◆ **Exercise objective**
Which lines in the items that follow contain the string "below"? Locate each such line and copy it out in full.

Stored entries
'''
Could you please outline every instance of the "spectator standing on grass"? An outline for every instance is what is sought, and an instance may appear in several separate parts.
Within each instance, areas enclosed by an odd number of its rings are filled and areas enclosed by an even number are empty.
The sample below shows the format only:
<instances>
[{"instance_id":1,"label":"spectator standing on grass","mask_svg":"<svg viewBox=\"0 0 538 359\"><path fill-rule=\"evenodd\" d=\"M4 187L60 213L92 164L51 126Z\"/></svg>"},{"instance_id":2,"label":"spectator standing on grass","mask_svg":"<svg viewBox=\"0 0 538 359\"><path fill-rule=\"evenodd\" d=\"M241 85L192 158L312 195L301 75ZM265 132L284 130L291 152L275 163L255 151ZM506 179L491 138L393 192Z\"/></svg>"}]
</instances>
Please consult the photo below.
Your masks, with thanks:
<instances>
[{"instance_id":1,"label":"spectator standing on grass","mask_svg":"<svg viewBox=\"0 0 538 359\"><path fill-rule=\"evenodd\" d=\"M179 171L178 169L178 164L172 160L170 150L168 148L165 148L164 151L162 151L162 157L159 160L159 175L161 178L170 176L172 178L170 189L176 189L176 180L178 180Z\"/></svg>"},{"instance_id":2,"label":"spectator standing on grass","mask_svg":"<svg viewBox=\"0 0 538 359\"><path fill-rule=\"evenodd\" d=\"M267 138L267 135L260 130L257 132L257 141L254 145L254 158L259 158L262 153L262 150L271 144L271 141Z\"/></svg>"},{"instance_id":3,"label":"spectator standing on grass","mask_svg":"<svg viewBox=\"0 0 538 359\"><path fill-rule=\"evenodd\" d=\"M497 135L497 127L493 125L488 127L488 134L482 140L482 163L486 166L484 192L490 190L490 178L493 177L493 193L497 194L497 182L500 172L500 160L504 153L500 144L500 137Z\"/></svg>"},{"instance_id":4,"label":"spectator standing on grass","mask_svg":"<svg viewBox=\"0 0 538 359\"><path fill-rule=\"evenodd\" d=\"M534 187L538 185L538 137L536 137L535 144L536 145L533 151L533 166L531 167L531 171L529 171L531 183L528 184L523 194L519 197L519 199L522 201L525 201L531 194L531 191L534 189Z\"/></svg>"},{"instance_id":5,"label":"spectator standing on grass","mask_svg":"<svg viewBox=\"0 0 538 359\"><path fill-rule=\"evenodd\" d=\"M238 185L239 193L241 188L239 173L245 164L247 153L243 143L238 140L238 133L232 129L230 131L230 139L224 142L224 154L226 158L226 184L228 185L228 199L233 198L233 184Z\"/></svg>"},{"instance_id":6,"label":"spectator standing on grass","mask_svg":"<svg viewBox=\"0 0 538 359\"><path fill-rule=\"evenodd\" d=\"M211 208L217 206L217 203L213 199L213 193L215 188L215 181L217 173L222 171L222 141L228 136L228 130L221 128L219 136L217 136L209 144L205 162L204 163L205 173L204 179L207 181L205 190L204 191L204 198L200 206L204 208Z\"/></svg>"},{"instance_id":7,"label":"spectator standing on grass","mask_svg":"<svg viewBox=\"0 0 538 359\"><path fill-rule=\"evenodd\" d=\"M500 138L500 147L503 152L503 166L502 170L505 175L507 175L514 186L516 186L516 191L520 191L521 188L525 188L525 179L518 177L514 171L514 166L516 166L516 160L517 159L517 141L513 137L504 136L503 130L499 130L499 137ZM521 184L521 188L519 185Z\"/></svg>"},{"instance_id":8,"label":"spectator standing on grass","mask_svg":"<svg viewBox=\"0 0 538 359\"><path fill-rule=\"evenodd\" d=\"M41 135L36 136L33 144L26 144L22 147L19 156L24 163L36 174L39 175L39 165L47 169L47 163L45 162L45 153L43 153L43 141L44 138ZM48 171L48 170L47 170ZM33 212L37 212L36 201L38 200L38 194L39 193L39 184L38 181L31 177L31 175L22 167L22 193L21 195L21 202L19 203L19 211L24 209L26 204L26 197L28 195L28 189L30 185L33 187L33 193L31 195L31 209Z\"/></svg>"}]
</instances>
'''
◆ **The solution**
The sample below shows the format only:
Please consult the photo below.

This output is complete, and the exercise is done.